__Problem description__
Take the material below and write it all out again exactly.

__Records provided__

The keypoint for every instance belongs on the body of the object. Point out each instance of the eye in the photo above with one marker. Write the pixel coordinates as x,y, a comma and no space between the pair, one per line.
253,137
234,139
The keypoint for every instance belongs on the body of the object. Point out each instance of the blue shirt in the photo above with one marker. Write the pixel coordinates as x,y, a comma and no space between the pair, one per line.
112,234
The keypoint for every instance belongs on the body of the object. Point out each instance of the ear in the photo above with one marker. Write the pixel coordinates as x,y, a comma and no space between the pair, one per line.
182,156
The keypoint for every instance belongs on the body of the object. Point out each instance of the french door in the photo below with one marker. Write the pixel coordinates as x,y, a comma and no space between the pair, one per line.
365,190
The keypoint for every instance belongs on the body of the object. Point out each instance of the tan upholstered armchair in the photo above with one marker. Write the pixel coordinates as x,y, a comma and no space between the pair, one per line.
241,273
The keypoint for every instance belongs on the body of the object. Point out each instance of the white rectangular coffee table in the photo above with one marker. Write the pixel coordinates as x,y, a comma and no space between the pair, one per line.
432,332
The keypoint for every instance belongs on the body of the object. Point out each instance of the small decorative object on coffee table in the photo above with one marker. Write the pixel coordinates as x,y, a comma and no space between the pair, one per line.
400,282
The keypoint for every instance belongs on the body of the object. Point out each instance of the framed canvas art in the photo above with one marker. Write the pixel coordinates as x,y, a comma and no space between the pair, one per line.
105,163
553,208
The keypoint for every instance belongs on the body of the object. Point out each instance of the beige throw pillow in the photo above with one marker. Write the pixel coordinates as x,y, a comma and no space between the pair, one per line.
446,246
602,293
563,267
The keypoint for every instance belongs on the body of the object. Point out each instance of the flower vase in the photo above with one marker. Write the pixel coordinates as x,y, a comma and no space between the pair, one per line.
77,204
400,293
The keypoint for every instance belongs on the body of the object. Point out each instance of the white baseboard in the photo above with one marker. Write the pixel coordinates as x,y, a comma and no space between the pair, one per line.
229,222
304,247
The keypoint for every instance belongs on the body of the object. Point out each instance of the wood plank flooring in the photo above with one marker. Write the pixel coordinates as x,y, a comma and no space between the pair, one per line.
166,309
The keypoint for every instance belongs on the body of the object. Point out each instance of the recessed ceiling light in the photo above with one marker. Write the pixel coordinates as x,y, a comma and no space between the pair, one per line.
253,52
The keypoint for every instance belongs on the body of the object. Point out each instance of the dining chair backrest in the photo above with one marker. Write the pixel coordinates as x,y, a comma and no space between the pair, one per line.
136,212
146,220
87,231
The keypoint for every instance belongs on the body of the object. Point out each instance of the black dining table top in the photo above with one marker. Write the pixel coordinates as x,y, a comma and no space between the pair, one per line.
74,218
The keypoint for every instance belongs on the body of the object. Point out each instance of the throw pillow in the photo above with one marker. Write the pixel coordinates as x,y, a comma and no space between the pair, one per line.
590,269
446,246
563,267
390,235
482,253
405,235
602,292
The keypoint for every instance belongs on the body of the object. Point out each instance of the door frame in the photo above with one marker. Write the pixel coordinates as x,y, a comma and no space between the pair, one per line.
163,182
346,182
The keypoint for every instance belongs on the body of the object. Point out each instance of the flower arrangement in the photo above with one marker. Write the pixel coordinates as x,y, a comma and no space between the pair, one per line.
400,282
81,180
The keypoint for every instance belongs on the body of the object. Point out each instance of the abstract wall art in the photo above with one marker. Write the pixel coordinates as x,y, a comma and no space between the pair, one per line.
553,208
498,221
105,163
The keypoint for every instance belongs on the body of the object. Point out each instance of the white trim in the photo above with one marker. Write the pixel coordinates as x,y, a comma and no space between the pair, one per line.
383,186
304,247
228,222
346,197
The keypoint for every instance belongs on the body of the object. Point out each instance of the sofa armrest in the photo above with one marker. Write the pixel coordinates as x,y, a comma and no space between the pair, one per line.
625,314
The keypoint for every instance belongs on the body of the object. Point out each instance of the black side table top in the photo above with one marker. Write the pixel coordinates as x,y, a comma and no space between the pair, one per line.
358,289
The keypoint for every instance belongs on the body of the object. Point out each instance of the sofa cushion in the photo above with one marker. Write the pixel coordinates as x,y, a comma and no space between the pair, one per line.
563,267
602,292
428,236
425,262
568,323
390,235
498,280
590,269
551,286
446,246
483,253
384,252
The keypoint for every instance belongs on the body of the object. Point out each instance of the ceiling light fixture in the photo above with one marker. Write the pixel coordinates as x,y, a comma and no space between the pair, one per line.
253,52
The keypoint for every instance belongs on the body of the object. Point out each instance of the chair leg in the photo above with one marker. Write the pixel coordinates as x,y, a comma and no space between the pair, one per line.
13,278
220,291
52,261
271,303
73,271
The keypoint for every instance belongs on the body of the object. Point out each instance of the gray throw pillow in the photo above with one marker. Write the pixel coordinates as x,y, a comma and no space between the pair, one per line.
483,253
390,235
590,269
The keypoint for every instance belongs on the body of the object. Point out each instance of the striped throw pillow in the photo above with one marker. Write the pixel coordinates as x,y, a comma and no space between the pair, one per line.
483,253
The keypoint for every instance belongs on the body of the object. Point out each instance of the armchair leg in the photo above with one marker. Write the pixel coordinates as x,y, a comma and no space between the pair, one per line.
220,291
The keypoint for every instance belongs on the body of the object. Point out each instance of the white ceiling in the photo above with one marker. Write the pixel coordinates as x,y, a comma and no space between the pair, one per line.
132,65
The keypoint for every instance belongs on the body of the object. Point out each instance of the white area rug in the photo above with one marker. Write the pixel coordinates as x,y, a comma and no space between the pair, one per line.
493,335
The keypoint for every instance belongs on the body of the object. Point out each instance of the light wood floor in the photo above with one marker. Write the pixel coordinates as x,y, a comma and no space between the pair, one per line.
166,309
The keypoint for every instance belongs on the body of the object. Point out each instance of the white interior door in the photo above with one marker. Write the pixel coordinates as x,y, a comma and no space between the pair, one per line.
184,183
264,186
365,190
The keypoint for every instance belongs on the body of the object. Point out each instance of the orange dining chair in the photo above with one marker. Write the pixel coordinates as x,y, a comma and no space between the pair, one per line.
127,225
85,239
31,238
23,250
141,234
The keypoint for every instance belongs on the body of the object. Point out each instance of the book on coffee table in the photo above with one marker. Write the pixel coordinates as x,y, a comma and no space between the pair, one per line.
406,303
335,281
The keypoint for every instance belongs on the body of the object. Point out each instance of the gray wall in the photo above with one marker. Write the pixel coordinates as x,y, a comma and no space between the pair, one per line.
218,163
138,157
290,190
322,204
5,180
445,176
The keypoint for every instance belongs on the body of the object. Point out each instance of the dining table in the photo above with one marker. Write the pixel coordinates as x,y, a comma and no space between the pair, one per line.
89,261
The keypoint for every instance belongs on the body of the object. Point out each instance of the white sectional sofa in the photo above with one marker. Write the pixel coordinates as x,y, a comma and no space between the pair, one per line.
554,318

__Answer to this exercise__
The keypoint for every instance belongs on the body of the object. Point out each instance of the eye in the photo above with one marker. Write the pixel coordinates as x,y, a comma and no space between the pair, one per line.
253,137
234,139
The keypoint for every instance belongs on the body of the object. Point out each instance of the blue shirt in the photo above with one marker. Write the pixel coordinates as x,y, a comma and no space between the pair, one per line.
112,234
The keypoint for every instance belongs on the body of the object. Point out each instance of the ear in the photo above with one marker. Write the pixel coordinates as x,y, a comma and no space between the pair, one per line.
182,156
The keypoint for every instance belongs on the body of the object. Point out each instance of the french door in the photo below with one marker. Write the pixel coordinates as x,y, a comma and no space between the pair, one per line.
365,190
The keypoint for every instance belongs on the body of the object. Point out each instance of the tan upholstered armchair in the photo above with one marker. Write the pixel coordinates as x,y, a comma and no space between the pair, one per line.
241,273
The keypoint for every instance belongs on the body of the object. Point out each instance of the white rectangular coffee table in the photo above with one marker. Write the pixel coordinates as x,y, a comma and no space between the pair, one per line.
432,332
The keypoint for every instance belongs on the body of the object. Point out each instance of the small decorative object on coffee table in the photo above with one marker. Write the pixel coordinates as x,y, a comma and no space between the pair, one per line.
400,282
The keypoint for every instance belongs on the body of the object. Point out each instance of the framed canvas art in the photo above with one marker. Write the pixel coordinates as x,y, a comma and no space between the pair, one per line.
105,163
553,208
The keypoint for every instance belongs on the body of the object. Point out each instance of the beige throw pillow in the photo above with one marker. Write the pixel coordinates as x,y, a comma and no space between the pair, one per line.
446,246
602,293
563,267
The keypoint for every instance belongs on the body of the object. Point out each instance of the flower vase in the photo above with one marker. Write the pixel coordinates as x,y, a comma and no space between the pair, one per line.
77,204
400,293
The keypoint for every instance belongs on the body of the object. Point out each instance of the white baseboard in the photo above with one marker. Write the pixel coordinates as x,y, a comma and no space between the pair, one per line.
229,222
304,247
The keypoint for every instance belongs on the body of the object. Point out each instance of the wood plank flooring in the photo above with one marker. Write the pixel coordinates as x,y, a comma and no space between the pair, one per line.
166,309
The keypoint for every instance belongs on the body of the object. Point out each instance of the recessed ceiling light in the photo above with one marker. Write the pixel coordinates as x,y, a comma and no space between the pair, one per line.
253,52
The keypoint for every instance belongs on the body of the object. Point out each instance of the dining chair backrest in the photo above with one marker. Write the pixel coordinates as x,y, a comma and no space between the pair, one per line.
136,212
146,220
87,231
The keypoint for every instance belongs on the body of the object. Point out each instance of the black dining table top in the photo above with one marker. Write the pixel coordinates as x,y, a comma and no space between the pair, one per line.
74,218
The keypoint for every instance belongs on the body of the object. Point out each instance of the throw pillow in the photo above with one marker. Write the pixel coordinates as x,y, a comma and no space between the pair, one per line.
590,269
446,246
563,267
390,235
482,253
405,235
602,292
The keypoint for every instance belongs on the body of the object. Point out each instance of the door frame in the photo above with one marker. Write the pixel coordinates as x,y, a comma and no space between the pair, one per line.
163,182
346,182
The keypoint for every instance belongs on the body of the object. Point out each instance of the flower arrangement in the photo above with one marker. Write the pixel coordinates as x,y, a comma and no space between the pair, one per line.
400,282
81,180
The keypoint for every instance belongs on the body of the object. Point out each instance of the abstract wall art in the photo above with one marker. Write the pixel coordinates as x,y, a comma and no space between the pair, one per line.
553,208
498,221
105,163
The keypoint for every instance belongs on the body of the object. Point out each instance of the white trim in the photo above with one marker. Write the pixel coordinates as x,y, a comma and no space between the pair, one per line.
383,186
304,247
228,222
346,197
The keypoint for every instance belongs on the body of the object. Point out each instance of the sofa armrest in the photo above with one marker. Write the pixel coordinates as x,y, a comma and no space between the pair, one per line.
625,314
The keypoint for every instance belongs on the body of the object. Point out each instance of the black side table top in the photo above with one marker. Write the pixel coordinates as x,y, a comma and no space between the pair, one per line.
358,289
The keypoint for every instance belongs on the body of the object. Point out each instance of the sofa cushion in the photo above with one marker. Write the pixel coordinates as x,y, a comma and no space between the pair, one per line.
563,267
602,292
428,236
425,262
568,323
390,235
498,280
590,269
551,286
446,246
483,253
384,252
The keypoint for every instance belongs on the body of the object. Point out each instance of the ceiling light fixture in the photo above with one marker. Write the pixel coordinates as x,y, a comma and no space between the pair, one per line.
253,52
The keypoint for every instance belongs on the body of the object. Point out each instance of the chair leg in the photo above with one marker. Write the pixel coordinates as x,y, a comma and no space between the pair, one per line.
13,278
220,291
52,261
271,303
73,271
The keypoint for every instance belongs on the body of the object. Point out each instance of the gray throw pillow in the photo above with one marker. Write the pixel coordinates as x,y, a comma and no space between the pair, one per line.
483,253
390,235
590,269
The keypoint for every instance belongs on the body of the object. Point out each instance of the striped throw pillow in the photo above with one marker. Write the pixel coordinates as x,y, a comma and no space between the pair, one per line.
483,253
The keypoint for every instance belongs on the body of the object. Point out each instance of the armchair leg in the photo above with one marker. Write the pixel coordinates as x,y, a comma and no space between the pair, one per line.
220,291
The keypoint for every instance belongs on the body of the object. Point out each instance of the white ceiling in the photo above with one marker. Write the pixel coordinates as x,y, a comma and no space between the pair, one per line.
132,65
The keypoint for every instance belongs on the body of the object. Point out each instance of the white area rug in the photo above with one marker. Write the pixel coordinates as x,y, a comma and no space between the pair, one per line.
493,335
The keypoint for every instance belongs on the body of the object. Point out each instance of the light wood floor in the photo above with one marker. Write the pixel coordinates as x,y, a comma and no space between the pair, one per line.
166,309
The keypoint for every instance belongs on the body of the object. Point out each instance of the white interior door in the photo above with one marker. Write the pixel coordinates as x,y, a comma and no space between the pair, one per line.
184,183
264,186
365,190
The keypoint for every instance belongs on the body of the object. Point out each instance of the orange dining chair in the photo above with one marker. Write the pixel coordinates as x,y, a comma and no space between the pair, one per line.
127,225
85,239
31,238
23,250
141,234
The keypoint for every instance belongs on the body of the object. Point out each instance of the book on coffee table in the photo above with one marker. Write the pixel coordinates as x,y, a comma and no space between the pair, one per line.
406,303
335,281
The keypoint for every instance belongs on the body of the object. Point out each instance of the gray wall in the photo above with one marker. Write the pixel coordinates as x,y, a comma and no space between the pair, one per line.
218,163
138,157
290,190
322,204
5,180
445,176
The keypoint for every instance belongs on the body of the object. Point out each instance of the dining table in the photo above with one marker. Write the pixel coordinates as x,y, a comma and no space between the pair, one per line.
89,261
The keypoint for every instance belongs on the body of the object. Point out each instance of the white sectional sofa in the photo above with one marker. Write the pixel coordinates as x,y, a comma and no space between the pair, one per line.
554,318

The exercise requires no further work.